__DATA SUPPLIED__:
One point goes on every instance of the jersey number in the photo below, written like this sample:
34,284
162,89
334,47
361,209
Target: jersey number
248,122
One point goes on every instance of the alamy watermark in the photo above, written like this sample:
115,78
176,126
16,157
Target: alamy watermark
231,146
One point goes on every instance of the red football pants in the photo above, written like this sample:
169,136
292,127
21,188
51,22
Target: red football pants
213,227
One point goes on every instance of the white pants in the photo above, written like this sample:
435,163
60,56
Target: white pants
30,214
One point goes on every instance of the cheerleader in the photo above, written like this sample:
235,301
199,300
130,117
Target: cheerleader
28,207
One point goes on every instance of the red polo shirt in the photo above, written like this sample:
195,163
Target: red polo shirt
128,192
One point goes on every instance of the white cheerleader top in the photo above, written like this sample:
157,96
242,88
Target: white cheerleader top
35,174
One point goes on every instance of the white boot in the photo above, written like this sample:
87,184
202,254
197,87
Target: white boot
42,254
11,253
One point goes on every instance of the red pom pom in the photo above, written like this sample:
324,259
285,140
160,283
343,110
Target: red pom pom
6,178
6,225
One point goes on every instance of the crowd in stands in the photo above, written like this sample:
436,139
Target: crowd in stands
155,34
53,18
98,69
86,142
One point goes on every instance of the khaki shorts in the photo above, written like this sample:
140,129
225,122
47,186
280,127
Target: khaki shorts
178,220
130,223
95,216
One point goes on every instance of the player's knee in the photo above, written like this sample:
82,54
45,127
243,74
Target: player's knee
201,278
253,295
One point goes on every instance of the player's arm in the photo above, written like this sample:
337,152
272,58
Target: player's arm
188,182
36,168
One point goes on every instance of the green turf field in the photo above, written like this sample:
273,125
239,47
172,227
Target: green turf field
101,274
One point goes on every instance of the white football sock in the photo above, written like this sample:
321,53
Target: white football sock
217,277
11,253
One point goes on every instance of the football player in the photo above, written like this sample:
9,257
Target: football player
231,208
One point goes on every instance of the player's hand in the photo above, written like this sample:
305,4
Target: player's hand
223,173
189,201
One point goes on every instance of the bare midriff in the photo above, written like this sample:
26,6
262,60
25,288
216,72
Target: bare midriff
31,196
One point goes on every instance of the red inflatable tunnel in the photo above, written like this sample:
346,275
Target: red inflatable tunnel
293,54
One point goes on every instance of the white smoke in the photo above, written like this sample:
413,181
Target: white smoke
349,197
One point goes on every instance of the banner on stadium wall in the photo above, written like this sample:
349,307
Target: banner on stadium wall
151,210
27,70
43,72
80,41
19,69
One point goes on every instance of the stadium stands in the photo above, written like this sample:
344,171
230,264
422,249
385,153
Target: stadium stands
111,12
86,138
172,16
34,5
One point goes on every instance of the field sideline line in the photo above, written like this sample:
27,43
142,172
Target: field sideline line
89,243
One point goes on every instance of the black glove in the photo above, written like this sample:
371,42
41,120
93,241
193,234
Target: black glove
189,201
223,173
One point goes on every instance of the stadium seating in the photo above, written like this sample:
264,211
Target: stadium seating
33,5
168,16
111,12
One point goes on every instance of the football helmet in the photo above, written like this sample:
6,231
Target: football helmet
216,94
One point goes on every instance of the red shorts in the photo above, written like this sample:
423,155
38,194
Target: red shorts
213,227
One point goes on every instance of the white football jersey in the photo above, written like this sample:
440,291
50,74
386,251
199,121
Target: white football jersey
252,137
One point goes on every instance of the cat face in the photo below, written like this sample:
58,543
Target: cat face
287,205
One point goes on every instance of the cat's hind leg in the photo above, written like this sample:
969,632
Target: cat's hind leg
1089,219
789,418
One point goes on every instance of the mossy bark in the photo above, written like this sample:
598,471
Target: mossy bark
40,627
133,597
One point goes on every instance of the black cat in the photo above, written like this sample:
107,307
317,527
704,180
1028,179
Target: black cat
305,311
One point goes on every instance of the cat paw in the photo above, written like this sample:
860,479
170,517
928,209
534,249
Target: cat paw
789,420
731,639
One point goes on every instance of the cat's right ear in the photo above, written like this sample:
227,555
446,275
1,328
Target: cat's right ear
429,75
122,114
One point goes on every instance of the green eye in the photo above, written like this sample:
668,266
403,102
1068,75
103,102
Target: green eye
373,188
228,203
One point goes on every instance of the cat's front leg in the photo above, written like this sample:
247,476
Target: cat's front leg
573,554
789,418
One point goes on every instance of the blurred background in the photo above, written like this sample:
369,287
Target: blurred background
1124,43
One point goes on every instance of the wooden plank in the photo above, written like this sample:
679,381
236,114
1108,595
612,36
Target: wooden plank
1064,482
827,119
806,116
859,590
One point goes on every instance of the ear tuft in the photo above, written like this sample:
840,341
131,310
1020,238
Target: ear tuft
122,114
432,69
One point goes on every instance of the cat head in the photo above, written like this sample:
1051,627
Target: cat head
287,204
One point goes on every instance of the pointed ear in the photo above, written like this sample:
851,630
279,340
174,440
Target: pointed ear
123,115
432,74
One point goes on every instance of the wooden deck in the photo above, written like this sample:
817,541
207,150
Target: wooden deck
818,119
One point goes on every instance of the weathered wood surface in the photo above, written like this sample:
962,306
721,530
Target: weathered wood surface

__EXERCISE AIM__: Where a line of the records contains the word "weathered", count it; state only the final tally.

__EXERCISE SOLUTION__: 2